◆ **Given problem 1**
In the records further down, copy word for word the part that opens with the line containing "Question: Mark the bird with a bounding box." and closes with the line containing "[65,122,92,165]", both lines included.

-- Page extract start --

2 files changed, 41 insertions, 49 deletions
diff --git a/ChangeLog b/ChangeLog
index 0f96c5c..4dc8280 100644
--- a/ChangeLog
+++ b/ChangeLog
@@ -1,3 +1,15 @@
+2007-07-11  Don Porter  <dgp@users.sourceforge.net>
+
+	* generic/tclCompExpr.c:	Added a "parseOnly" flag argument to
+	ParseExpr() to indicate whether the caller is Tcl_ParseExpr(), with an
+	end goal of filling a Tcl_Parse with Tcl_Tokens representing the
+	parsed expression, or TclCompileExpr() with the goal of compiling and
+	executing the expression.  In the latter case, more aggressive
+	conversion of QUOTED and BRACED lexeme to literals is done.  In the
+	former case, all such conversion is avoided, since Tcl_Token production
+	would revert it anyway.  This enables simplifications to the
+	GenerateTokensForLiteral() routine as well.

-- Page extract end --

◆ **Given problem 2**
Reproduce the ChangeLog diff above in full, without a single change.

-- Given information start --

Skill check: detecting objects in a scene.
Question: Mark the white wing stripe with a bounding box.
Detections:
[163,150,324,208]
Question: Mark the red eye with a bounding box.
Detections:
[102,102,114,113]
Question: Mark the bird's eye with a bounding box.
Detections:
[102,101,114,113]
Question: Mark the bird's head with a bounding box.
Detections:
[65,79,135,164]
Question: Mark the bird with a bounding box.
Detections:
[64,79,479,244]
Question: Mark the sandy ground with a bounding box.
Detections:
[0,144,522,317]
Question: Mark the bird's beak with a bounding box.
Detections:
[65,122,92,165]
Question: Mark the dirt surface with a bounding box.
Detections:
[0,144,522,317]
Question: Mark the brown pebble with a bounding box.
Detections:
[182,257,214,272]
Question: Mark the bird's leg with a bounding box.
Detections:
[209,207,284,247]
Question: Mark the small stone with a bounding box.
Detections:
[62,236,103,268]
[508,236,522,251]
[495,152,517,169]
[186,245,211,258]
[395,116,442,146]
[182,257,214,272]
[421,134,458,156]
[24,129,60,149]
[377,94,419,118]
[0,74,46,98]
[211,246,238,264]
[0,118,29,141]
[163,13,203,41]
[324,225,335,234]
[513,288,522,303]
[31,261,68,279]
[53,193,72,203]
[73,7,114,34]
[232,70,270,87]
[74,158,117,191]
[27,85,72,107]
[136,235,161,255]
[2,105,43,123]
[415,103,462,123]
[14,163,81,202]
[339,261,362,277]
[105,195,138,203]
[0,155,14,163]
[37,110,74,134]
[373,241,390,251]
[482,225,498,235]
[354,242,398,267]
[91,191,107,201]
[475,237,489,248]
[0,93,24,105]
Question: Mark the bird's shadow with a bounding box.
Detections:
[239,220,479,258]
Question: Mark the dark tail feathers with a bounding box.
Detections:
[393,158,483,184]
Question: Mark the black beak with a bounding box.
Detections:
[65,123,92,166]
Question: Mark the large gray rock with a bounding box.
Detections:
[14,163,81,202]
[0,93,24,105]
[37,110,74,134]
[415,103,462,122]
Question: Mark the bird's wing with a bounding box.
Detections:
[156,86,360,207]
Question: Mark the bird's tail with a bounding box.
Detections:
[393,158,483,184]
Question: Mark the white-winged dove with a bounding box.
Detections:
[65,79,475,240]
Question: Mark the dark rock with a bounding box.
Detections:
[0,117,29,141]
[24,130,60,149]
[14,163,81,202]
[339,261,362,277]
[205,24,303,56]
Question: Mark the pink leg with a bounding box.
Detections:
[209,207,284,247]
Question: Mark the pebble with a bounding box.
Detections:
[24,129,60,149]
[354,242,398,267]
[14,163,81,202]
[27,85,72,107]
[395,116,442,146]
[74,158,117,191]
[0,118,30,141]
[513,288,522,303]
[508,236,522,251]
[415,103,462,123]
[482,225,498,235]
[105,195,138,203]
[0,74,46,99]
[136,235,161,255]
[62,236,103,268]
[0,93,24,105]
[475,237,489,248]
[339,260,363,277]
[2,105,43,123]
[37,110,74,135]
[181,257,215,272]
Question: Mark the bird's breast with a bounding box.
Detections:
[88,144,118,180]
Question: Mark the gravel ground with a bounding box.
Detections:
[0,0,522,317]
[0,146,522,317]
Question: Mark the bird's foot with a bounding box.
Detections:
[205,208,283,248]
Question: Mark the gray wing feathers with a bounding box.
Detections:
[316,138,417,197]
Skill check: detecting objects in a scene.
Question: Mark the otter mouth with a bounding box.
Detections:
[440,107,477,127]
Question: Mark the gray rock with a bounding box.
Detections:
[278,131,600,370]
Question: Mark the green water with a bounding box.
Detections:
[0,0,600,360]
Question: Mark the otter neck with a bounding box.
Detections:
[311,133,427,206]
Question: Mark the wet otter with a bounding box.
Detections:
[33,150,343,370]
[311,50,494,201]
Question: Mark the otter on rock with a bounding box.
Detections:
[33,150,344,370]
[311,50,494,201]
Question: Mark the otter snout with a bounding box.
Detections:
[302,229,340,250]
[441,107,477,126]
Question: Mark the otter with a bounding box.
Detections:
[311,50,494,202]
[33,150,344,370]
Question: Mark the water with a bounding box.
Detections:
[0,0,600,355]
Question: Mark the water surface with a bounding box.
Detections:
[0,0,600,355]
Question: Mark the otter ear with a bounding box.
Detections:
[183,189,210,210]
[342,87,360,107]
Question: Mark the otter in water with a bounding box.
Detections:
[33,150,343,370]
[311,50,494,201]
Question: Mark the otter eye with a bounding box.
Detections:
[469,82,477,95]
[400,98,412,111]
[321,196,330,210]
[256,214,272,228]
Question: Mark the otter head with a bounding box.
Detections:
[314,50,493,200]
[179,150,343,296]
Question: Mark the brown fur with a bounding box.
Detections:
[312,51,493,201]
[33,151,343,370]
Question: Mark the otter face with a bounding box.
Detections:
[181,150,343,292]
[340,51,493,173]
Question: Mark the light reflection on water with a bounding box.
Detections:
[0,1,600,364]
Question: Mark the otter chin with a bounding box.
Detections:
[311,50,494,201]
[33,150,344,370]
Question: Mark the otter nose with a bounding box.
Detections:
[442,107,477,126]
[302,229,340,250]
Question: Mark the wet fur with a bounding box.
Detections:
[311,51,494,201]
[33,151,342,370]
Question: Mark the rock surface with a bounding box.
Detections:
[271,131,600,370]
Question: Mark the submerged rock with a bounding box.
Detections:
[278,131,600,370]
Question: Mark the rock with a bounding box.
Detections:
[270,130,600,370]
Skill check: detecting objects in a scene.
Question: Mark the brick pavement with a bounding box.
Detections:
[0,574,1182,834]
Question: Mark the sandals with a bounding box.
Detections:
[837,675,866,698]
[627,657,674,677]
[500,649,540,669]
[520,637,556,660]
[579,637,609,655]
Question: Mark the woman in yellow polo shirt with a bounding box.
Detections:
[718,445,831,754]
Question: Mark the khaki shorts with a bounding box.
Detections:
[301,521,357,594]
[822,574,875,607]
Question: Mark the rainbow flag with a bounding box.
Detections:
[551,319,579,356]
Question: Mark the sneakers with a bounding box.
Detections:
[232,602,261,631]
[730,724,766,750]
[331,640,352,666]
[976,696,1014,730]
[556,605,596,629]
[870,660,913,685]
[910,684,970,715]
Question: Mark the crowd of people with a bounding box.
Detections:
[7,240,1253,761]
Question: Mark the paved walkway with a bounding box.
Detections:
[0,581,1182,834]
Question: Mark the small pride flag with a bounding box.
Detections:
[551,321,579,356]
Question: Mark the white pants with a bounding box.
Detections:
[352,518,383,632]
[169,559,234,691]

-- Given information end --

◆ **Worked answer 1**
Question: Mark the bird with a bounding box.
Detections:
[64,79,479,244]
Question: Mark the sandy ground with a bounding box.
Detections:
[0,144,522,317]
Question: Mark the bird's beak with a bounding box.
Detections:
[65,122,92,165]

◆ **Worked answer 2**
2 files changed, 41 insertions, 49 deletions
diff --git a/ChangeLog b/ChangeLog
index 0f96c5c..4dc8280 100644
--- a/ChangeLog
+++ b/ChangeLog
@@ -1,3 +1,15 @@
+2007-07-11  Don Porter  <dgp@users.sourceforge.net>
+
+	* generic/tclCompExpr.c:	Added a "parseOnly" flag argument to
+	ParseExpr() to indicate whether the caller is Tcl_ParseExpr(), with an
+	end goal of filling a Tcl_Parse with Tcl_Tokens representing the
+	parsed expression, or TclCompileExpr() with the goal of compiling and
+	executing the expression.  In the latter case, more aggressive
+	conversion of QUOTED and BRACED lexeme to literals is done.  In the
+	former case, all such conversion is avoided, since Tcl_Token production
+	would revert it anyway.  This enables simplifications to the
+	GenerateTokensForLiteral() routine as well.